• Aim of the exercise
For the listing below, state how many lines include "bowl". The number alone is the answer.

:: Material to process

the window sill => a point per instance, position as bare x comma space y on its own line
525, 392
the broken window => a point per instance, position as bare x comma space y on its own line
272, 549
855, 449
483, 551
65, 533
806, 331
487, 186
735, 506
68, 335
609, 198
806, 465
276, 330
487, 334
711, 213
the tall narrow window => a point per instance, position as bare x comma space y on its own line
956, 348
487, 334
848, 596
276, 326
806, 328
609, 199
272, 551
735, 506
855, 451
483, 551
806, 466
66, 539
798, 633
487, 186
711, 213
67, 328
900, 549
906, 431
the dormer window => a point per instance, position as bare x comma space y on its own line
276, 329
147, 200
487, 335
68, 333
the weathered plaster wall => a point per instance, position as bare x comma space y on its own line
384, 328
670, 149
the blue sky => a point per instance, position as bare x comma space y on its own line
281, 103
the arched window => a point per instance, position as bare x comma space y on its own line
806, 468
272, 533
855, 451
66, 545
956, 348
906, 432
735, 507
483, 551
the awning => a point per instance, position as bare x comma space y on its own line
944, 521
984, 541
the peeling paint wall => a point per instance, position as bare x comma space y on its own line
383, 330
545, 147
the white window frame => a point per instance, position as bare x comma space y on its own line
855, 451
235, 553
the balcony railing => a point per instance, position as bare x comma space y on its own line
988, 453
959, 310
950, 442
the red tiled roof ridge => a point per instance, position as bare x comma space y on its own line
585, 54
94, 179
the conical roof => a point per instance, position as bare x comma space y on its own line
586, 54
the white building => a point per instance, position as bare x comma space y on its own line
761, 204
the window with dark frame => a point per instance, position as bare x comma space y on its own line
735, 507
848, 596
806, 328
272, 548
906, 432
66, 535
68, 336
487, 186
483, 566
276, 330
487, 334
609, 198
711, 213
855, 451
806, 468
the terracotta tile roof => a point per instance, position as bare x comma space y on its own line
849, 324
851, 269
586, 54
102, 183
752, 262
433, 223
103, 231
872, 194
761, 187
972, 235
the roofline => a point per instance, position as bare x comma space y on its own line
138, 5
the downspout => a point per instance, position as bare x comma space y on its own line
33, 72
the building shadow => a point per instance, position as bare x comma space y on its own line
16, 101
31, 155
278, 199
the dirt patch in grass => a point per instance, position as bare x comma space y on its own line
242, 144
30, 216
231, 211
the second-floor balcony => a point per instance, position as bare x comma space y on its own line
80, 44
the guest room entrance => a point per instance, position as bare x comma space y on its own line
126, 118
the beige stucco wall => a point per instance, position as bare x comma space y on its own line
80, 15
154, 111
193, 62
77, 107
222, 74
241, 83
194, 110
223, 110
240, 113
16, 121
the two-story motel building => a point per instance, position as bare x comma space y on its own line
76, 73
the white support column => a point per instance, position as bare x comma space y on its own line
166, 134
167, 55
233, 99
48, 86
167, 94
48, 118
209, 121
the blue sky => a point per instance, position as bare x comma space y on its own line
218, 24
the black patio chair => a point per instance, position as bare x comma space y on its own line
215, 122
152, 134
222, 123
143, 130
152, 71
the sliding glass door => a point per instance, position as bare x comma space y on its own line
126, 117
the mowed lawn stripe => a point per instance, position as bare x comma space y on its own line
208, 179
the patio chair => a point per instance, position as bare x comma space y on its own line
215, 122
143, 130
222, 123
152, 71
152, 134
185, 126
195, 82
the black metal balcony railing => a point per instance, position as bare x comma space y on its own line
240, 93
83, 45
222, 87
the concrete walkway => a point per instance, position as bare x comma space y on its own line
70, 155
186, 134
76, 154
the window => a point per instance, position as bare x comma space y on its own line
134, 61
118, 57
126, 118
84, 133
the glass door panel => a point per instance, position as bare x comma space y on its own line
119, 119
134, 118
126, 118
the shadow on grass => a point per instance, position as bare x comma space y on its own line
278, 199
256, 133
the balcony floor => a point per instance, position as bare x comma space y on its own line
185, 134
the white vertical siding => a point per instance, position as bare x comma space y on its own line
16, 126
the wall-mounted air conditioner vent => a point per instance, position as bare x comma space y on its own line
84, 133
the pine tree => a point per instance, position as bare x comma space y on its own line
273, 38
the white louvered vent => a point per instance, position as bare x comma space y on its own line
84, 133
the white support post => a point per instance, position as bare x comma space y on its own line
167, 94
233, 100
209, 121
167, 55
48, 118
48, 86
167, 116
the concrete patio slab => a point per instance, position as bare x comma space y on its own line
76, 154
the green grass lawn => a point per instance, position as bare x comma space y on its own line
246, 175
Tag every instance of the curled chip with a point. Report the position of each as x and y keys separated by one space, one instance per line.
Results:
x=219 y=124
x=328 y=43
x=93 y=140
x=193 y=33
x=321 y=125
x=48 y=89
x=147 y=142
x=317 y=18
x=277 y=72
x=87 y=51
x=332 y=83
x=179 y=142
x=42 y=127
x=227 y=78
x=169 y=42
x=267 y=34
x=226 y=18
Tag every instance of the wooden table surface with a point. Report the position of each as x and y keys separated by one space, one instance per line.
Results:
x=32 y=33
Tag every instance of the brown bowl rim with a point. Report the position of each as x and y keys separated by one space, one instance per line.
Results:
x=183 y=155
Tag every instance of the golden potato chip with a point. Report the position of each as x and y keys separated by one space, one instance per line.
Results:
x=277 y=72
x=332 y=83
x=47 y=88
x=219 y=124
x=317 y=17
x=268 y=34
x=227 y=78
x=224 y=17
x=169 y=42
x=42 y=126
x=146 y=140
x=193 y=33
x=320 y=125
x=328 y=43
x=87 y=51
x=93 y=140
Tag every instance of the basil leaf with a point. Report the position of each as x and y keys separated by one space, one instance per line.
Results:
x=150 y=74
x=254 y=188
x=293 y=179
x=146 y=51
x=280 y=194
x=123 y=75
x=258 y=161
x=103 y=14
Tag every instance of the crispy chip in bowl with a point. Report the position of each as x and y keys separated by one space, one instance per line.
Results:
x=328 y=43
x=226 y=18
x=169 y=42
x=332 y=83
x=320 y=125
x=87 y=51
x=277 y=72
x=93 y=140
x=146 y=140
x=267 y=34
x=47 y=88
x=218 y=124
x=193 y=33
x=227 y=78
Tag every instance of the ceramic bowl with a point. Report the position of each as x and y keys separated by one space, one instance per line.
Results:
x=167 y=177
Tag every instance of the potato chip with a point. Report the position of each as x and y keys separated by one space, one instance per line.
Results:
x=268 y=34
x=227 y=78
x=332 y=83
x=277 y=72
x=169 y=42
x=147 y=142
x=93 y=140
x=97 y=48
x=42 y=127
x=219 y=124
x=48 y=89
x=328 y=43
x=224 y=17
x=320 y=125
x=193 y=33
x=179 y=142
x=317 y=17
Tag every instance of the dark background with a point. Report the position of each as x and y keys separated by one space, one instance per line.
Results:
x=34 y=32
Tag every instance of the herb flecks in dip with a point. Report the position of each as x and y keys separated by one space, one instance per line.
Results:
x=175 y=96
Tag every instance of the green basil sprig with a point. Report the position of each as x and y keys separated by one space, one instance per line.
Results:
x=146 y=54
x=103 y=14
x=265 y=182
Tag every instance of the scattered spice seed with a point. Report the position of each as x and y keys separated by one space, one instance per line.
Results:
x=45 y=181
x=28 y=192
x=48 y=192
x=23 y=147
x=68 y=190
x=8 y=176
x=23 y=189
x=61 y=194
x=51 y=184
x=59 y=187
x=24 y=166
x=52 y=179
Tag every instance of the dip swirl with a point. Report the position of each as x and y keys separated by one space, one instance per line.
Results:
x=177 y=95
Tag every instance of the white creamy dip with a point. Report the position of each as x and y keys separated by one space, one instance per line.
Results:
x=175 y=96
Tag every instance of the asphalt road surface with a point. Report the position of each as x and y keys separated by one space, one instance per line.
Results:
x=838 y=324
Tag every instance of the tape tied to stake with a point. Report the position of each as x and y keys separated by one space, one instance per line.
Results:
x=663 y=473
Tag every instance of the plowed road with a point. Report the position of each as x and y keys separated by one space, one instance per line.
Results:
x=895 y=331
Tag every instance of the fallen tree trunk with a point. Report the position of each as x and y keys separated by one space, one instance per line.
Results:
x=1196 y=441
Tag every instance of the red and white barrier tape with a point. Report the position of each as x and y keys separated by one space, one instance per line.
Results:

::::

• Solution
3